### Task input
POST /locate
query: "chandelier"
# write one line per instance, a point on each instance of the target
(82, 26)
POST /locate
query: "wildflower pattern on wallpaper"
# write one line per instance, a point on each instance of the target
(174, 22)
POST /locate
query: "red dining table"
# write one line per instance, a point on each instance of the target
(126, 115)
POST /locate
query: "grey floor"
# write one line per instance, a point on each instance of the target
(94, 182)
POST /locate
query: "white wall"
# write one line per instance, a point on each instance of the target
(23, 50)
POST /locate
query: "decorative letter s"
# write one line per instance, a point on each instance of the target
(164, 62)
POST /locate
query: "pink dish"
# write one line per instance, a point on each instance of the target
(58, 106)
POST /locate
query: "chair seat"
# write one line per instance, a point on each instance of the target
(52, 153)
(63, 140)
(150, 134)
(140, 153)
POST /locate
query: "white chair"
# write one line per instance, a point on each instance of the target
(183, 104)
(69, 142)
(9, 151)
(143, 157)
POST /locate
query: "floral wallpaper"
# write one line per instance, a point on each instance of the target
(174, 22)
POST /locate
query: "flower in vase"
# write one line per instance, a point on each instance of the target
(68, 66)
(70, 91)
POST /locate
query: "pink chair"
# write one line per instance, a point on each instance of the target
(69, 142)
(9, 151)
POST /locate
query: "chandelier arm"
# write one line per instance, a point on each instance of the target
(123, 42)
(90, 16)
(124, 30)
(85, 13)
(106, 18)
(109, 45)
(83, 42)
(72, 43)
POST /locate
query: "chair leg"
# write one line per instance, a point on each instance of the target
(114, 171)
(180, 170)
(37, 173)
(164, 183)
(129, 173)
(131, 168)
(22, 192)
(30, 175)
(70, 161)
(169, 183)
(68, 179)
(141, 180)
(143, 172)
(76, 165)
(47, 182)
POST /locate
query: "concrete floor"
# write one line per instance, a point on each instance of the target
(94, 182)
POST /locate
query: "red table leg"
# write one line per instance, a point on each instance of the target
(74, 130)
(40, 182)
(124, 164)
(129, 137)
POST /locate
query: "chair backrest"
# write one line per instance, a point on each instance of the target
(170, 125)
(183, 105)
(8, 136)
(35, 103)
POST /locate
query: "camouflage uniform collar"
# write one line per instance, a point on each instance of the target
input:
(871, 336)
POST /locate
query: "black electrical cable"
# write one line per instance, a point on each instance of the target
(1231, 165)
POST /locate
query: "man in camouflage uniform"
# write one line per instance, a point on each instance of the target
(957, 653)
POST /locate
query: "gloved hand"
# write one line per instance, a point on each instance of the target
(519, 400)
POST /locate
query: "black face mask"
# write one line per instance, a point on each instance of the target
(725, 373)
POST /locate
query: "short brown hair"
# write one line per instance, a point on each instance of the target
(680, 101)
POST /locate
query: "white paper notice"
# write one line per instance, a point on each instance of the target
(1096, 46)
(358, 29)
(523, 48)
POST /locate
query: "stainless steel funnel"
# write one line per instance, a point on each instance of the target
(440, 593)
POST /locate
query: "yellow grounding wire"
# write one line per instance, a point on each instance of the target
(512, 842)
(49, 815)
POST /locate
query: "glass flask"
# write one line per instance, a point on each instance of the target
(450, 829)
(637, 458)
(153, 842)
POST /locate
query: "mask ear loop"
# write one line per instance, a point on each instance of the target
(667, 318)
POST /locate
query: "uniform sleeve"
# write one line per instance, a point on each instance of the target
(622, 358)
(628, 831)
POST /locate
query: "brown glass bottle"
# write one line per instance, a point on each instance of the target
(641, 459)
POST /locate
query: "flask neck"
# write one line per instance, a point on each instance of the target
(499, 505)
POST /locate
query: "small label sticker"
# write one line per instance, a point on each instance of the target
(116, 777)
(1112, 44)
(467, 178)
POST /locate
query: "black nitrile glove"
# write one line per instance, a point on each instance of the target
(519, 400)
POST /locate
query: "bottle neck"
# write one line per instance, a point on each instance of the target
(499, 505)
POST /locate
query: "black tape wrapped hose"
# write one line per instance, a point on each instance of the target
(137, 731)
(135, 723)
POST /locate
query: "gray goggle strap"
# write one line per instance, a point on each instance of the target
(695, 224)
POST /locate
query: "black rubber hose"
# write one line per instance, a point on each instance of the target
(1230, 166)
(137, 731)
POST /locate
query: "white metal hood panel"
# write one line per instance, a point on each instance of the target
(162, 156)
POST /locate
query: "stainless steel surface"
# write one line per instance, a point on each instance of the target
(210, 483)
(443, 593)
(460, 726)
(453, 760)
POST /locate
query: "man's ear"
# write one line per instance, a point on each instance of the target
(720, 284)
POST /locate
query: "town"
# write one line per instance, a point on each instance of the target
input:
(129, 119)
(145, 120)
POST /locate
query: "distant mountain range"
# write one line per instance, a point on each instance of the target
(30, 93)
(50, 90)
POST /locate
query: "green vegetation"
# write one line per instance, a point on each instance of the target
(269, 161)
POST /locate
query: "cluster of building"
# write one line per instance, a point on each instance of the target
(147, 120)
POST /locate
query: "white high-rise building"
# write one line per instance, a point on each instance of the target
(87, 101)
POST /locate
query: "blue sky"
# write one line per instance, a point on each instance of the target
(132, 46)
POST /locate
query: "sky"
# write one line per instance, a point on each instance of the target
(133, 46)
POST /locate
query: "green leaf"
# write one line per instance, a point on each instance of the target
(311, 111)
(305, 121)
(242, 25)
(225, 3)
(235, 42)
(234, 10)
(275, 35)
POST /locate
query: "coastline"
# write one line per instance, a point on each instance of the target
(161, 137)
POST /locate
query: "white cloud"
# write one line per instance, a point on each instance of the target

### Written task
Give all the records again. Match them exactly.

### Solution
POST /locate
query: "chandelier"
# write one line per instance, a point on each instance of the target
(82, 26)
POST /locate
query: "wildflower pattern on wallpaper"
# write one line per instance, a point on each instance of the target
(174, 22)
POST /locate
query: "red dining table"
# write one line per instance, a point on each instance of the target
(126, 115)
POST /locate
query: "grey floor"
# write one line per instance, a point on each instance of the target
(94, 182)
POST /locate
query: "white wall"
# write one line per instance, a point on each instance of the target
(23, 50)
POST /locate
query: "decorative letter s"
# write one line per instance, a point on each instance of the target
(164, 62)
POST /locate
query: "pink dish"
# write one line per instance, a point on each instance of the target
(58, 106)
POST /locate
query: "chair seat"
# write one line per instance, a point on each instance of the target
(52, 153)
(63, 140)
(150, 134)
(140, 153)
POST /locate
query: "white chair"
# write one line per instance, a point on each instance of the target
(183, 104)
(69, 142)
(9, 151)
(143, 157)
POST /locate
query: "floral wallpaper"
# write one line per instance, a point on each instance of the target
(174, 22)
POST /locate
query: "flower in vase"
# write one line per instance, a point on each instance of the target
(68, 66)
(70, 91)
POST /locate
query: "pink chair"
# write one line per instance, a point on each instance of the target
(69, 142)
(9, 151)
POST /locate
query: "chandelier arm"
# write one line per instance, a point on each instance of the target
(123, 42)
(90, 16)
(124, 30)
(85, 13)
(106, 18)
(109, 45)
(83, 42)
(72, 43)
POST /locate
query: "chair leg"
# write one line per instance, a point on each instance of the target
(114, 171)
(180, 170)
(37, 173)
(164, 183)
(129, 173)
(131, 168)
(22, 192)
(30, 175)
(70, 161)
(169, 183)
(68, 179)
(141, 180)
(143, 172)
(76, 165)
(47, 182)
POST /locate
query: "concrete floor"
# write one line per instance, a point on each instance of the target
(94, 182)
POST /locate
query: "red table leg"
# write one line per instance, a point on each instance of the target
(74, 130)
(40, 182)
(124, 164)
(129, 137)
POST /locate
query: "chair backrest"
# write one line per instance, a point on each instance of the target
(170, 125)
(183, 105)
(8, 136)
(35, 103)
POST /locate
query: "camouflage uniform collar"
# write one line per instance, a point on each instance of the target
input:
(871, 336)
POST /locate
query: "black electrical cable"
# write one line per instance, a point on each instance of the target
(1231, 165)
POST /locate
query: "man in camouflage uniform"
# write one line per instance, a point on each instance of the target
(957, 653)
POST /locate
query: "gloved hand"
# write one line per instance, a point on each instance of the target
(519, 400)
POST /locate
query: "black face mask"
# write one line per instance, a point on each instance of the target
(725, 373)
POST /locate
query: "short brown hair"
# write one line per instance, a point on each instance of the target
(680, 101)
POST /locate
query: "white paper notice"
# write one line per instance, a point on each instance of the target
(1096, 46)
(358, 29)
(523, 48)
POST /locate
query: "stainless steel funnel"
# write one line per instance, a point on each instance of the target
(440, 593)
POST /locate
query: "yellow grounding wire"
# write one line per instance, a point on each instance of the target
(512, 842)
(49, 815)
POST /locate
query: "glass flask"
# write one line per instance, a point on each instance of the target
(450, 829)
(637, 458)
(153, 842)
POST /locate
query: "mask ear loop"
# write one line per instance, a point on each instance of the target
(667, 318)
POST /locate
query: "uniform sleeve"
# write one line per instance, a point on each instance of the target
(622, 358)
(628, 831)
POST /locate
query: "brown glass bottle"
# write one line per instance, a point on each instance of the target
(641, 459)
POST /locate
query: "flask neck"
# write one line per instance, a point on each instance of the target
(499, 505)
POST /locate
query: "small label sticker"
# write one line per instance, a point on each instance of the target
(116, 777)
(1112, 44)
(467, 178)
POST /locate
query: "black nitrile glove"
# write one line per instance, a point on each instance of the target
(519, 400)
POST /locate
query: "bottle neck"
# write one line per instance, a point on each instance of the target
(499, 505)
POST /locate
query: "black tape wrapped hose"
# write one line per instance, a point on each instance of the target
(137, 731)
(135, 723)
POST /locate
query: "gray goggle strap"
# write one line per instance, a point on each instance of the target
(695, 224)
POST /locate
query: "black rubber hose"
# write one line per instance, a point on each instance of the target
(1230, 166)
(137, 731)
POST /locate
query: "white metal hood panel"
# write one line per instance, a point on each instance of the target
(162, 156)
POST /locate
query: "stainless steel surface"
# write one line per instance, a point on each instance of the target
(210, 483)
(443, 593)
(460, 726)
(453, 760)
POST /locate
query: "man's ear"
# write one line per instance, a point on each instance of the target
(720, 284)
POST /locate
query: "town"
# write one line per instance, a point on each instance of the target
input:
(129, 119)
(145, 120)
POST /locate
query: "distant mountain range"
# write one line per instance, a point on each instance of the target
(30, 93)
(50, 90)
POST /locate
query: "green vegetation"
# write one line per instance, a point on each instance of the target
(269, 161)
POST /locate
query: "cluster of building"
# write one line per instance, a point on each instance of the target
(147, 120)
POST /locate
query: "white high-rise building"
# write one line per instance, a point on each instance of the target
(87, 101)
POST /locate
query: "blue sky"
# write one line per instance, a point on each instance of the target
(132, 46)
POST /locate
query: "sky"
# write one line per instance, a point on each instance of the target
(133, 46)
POST /locate
query: "green leaf"
# write one line per instance, a point on each instance of the target
(311, 111)
(305, 121)
(242, 25)
(225, 3)
(235, 42)
(234, 10)
(275, 35)
POST /locate
query: "coastline"
# write one line per instance, a point on each instance of the target
(161, 137)
POST /locate
query: "white cloud"
# write one line per instance, a point on each instance of the target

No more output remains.